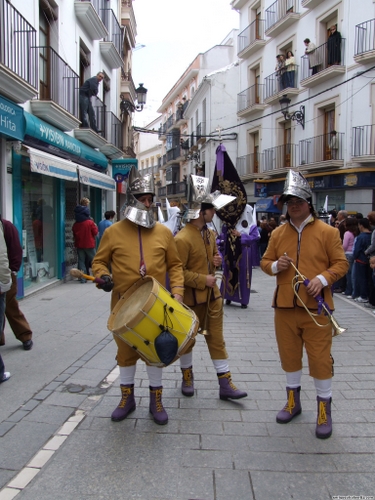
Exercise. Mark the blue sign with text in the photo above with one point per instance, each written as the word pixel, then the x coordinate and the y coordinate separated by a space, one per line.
pixel 11 120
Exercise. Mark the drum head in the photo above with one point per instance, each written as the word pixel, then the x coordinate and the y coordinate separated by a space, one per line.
pixel 128 311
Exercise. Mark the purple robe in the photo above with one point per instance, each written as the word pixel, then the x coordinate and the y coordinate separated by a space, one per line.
pixel 249 258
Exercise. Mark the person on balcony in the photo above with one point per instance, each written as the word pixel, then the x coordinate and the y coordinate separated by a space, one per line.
pixel 290 64
pixel 312 54
pixel 89 89
pixel 334 46
pixel 280 71
pixel 334 145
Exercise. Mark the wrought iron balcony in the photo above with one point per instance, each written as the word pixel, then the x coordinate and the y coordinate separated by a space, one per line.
pixel 18 61
pixel 322 148
pixel 58 90
pixel 364 48
pixel 280 157
pixel 112 46
pixel 250 100
pixel 250 164
pixel 363 143
pixel 201 133
pixel 170 121
pixel 127 86
pixel 100 113
pixel 280 83
pixel 327 61
pixel 113 135
pixel 251 38
pixel 175 153
pixel 280 15
pixel 162 131
pixel 88 14
pixel 128 19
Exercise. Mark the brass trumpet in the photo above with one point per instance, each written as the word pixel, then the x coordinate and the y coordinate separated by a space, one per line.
pixel 303 280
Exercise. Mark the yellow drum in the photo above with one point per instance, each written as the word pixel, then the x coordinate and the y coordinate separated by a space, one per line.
pixel 144 311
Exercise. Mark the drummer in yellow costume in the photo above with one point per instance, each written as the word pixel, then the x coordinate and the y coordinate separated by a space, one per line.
pixel 199 255
pixel 132 248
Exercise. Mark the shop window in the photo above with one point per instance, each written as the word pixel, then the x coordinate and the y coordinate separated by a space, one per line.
pixel 38 227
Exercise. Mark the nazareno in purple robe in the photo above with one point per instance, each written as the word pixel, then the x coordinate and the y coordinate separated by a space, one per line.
pixel 249 259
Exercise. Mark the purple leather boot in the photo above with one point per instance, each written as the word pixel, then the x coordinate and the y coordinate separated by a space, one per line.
pixel 292 408
pixel 156 406
pixel 227 389
pixel 126 405
pixel 324 421
pixel 187 386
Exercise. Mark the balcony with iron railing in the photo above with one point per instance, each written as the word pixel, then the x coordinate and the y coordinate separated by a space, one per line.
pixel 251 100
pixel 113 135
pixel 364 47
pixel 88 14
pixel 175 154
pixel 128 20
pixel 58 91
pixel 201 133
pixel 311 4
pixel 180 114
pixel 111 47
pixel 280 158
pixel 250 165
pixel 18 61
pixel 322 151
pixel 324 63
pixel 363 144
pixel 127 86
pixel 170 122
pixel 281 83
pixel 251 39
pixel 280 15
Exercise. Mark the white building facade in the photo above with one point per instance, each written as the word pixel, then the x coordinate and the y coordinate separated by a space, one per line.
pixel 49 48
pixel 333 146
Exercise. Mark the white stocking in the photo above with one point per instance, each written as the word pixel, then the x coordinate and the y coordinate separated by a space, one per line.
pixel 323 388
pixel 127 374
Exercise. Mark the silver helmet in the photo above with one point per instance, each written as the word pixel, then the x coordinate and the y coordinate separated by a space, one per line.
pixel 198 193
pixel 295 185
pixel 136 211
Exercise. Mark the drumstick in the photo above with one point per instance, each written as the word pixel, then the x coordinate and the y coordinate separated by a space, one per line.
pixel 79 274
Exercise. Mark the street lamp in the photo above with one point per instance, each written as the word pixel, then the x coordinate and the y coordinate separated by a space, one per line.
pixel 298 116
pixel 128 107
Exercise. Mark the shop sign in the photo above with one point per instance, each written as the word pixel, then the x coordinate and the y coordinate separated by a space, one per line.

● Exercise brief: Produce verbatim the lines starting at the one with "Exercise. Mark the street" and ending at the last line of the material, both ends included. Add no other line.

● Solution:
Exercise. Mark the street lamp in the photo above with one point per instance, each written as the word pixel, then the x coordinate and the y coordinate separated by a space, one per line.
pixel 298 116
pixel 128 107
Exercise. Mark the shop sign in the photo above with one point per instance, each written as the word pixel, then the x coordinate and the y coordinate separated by a space, one per line.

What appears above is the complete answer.